#### [Task]
Each entry below should be output exactly, apart from its images.

Items from a dataset:
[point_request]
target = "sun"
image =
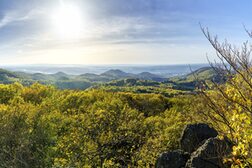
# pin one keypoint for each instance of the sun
(67, 21)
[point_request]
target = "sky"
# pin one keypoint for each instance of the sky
(117, 31)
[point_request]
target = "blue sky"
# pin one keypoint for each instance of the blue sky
(117, 31)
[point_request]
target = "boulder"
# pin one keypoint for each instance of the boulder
(210, 154)
(194, 135)
(173, 159)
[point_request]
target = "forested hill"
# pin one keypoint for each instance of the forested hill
(113, 77)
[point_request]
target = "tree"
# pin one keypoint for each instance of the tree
(230, 104)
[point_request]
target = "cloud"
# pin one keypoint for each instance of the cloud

#### [Reply to the exercise]
[point_request]
target = "sun"
image =
# pin one keypoint for each instance of the sun
(67, 21)
[point_request]
target = "sky"
# pin one keypoint for each instance of the sky
(117, 31)
[point_request]
target = "blue sky"
# pin one keypoint for each instance of the blue sky
(117, 31)
[point_request]
target = "boulder"
# pin one keypoint for each instance of the boulder
(210, 154)
(194, 135)
(173, 159)
[point_request]
target = "forested hill"
# pin one keypoint for each instance of the forested hill
(113, 77)
[point_request]
target = "tree"
# pin one keypoint for each instance of the tree
(230, 104)
[point_request]
target = "cloud"
# pin one keypoint for each instance of the cloud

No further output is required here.